[Free-text object descriptions]
####################

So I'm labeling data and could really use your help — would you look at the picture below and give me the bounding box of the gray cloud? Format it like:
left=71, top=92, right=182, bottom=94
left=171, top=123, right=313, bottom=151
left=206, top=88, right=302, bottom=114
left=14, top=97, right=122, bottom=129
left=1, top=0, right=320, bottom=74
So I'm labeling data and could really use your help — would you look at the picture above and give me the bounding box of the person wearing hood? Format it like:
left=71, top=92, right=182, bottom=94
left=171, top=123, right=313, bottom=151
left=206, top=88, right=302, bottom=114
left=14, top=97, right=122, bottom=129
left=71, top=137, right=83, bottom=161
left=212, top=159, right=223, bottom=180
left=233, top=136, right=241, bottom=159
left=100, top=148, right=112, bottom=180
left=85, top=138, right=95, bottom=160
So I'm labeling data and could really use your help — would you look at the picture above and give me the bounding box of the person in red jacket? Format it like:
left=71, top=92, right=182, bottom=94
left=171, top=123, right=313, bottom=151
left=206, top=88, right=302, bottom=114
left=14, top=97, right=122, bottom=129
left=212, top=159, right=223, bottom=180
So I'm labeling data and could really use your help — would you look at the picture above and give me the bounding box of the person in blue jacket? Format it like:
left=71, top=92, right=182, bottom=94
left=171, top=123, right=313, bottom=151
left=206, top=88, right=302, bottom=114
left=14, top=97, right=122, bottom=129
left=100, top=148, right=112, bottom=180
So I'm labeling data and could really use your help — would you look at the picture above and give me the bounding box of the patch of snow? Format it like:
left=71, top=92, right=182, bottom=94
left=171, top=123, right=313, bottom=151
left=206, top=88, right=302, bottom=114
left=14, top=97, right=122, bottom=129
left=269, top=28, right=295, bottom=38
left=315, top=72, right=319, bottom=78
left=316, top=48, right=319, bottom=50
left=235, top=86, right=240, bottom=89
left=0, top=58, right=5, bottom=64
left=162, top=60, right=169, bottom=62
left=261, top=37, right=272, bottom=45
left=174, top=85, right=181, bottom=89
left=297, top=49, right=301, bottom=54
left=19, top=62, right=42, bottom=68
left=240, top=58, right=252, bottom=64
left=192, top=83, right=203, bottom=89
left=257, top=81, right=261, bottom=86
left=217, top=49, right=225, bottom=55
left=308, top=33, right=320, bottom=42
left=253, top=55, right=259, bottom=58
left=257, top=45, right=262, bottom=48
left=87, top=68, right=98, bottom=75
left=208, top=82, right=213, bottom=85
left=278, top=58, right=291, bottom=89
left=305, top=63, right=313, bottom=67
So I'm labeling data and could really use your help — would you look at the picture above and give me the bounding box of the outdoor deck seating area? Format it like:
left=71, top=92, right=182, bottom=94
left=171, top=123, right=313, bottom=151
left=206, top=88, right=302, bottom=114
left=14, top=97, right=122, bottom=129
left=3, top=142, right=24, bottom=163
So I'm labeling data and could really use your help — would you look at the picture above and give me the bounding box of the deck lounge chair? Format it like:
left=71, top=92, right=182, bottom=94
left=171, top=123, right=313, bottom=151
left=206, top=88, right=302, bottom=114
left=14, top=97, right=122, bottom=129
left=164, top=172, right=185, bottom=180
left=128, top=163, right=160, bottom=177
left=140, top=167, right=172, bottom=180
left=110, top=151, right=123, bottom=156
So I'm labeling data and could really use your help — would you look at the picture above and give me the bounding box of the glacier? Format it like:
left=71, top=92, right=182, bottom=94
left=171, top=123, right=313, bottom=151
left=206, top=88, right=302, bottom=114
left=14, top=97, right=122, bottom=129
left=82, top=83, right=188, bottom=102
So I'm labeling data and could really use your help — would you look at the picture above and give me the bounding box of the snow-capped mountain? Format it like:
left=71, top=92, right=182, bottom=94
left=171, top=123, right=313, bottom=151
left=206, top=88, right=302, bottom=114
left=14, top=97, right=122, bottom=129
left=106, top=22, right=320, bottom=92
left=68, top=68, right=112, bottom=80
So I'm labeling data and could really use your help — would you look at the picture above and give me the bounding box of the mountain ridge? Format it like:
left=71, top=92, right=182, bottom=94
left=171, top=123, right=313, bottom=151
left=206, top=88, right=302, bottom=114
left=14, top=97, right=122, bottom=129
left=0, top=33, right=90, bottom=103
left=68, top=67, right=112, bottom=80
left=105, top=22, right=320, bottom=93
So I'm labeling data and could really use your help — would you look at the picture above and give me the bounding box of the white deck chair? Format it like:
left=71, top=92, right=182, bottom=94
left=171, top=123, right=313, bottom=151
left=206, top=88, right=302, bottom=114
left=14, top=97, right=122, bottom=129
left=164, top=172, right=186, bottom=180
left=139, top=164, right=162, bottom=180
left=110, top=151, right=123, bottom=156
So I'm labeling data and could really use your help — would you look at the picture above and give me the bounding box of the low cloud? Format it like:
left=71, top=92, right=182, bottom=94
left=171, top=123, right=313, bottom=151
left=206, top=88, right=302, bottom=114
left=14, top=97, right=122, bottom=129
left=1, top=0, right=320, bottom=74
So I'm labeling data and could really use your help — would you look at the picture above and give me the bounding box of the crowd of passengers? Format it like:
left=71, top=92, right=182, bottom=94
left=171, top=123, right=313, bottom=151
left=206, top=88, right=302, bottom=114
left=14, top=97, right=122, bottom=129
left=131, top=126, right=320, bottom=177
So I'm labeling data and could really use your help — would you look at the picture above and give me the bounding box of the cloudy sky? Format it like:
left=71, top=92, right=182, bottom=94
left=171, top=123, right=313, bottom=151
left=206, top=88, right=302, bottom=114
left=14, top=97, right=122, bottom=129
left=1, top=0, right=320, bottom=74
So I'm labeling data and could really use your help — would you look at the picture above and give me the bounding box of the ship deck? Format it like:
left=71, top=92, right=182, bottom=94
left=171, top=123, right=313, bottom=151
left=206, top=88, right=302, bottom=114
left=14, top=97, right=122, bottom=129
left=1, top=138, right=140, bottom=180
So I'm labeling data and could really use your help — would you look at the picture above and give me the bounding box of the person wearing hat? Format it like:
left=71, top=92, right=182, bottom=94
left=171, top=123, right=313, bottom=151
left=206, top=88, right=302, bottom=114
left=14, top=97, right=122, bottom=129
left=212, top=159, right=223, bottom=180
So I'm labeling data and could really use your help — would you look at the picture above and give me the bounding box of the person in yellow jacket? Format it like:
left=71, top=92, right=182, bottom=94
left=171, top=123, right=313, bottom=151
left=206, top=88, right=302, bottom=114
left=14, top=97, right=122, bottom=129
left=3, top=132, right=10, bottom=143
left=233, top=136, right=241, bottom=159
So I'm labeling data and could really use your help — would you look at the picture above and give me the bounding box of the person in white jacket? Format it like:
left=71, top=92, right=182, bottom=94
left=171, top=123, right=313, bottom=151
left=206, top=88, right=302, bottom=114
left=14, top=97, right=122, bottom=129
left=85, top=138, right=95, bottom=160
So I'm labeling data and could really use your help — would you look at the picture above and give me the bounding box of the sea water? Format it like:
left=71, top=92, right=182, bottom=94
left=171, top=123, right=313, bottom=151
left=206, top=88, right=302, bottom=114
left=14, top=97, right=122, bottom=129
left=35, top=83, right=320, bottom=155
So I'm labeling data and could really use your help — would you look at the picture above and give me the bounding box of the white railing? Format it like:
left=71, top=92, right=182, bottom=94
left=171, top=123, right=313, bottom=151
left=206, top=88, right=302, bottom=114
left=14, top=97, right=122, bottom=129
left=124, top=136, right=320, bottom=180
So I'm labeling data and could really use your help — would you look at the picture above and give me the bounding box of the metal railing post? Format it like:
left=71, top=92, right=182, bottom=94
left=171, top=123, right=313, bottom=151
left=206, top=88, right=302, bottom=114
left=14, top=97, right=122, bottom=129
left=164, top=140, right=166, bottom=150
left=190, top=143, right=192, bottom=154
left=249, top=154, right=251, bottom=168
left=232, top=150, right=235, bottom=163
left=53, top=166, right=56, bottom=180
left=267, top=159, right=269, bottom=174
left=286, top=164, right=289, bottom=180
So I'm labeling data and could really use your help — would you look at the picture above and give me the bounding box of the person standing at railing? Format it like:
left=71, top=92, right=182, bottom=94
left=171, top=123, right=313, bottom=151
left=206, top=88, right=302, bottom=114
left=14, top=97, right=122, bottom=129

####################

# Exercise instructions
Find the lines that mention "mountain" in the entries and show them.

# Answer to the exercise
So I'm labeling data and could really use your help — would you look at the picture above and give me the bounding box of the snow-capped mountain? Format it like:
So I'm labeling data and could really use your help — would you look at the picture above and give me the bounding box of the mountain ridge? Format it like:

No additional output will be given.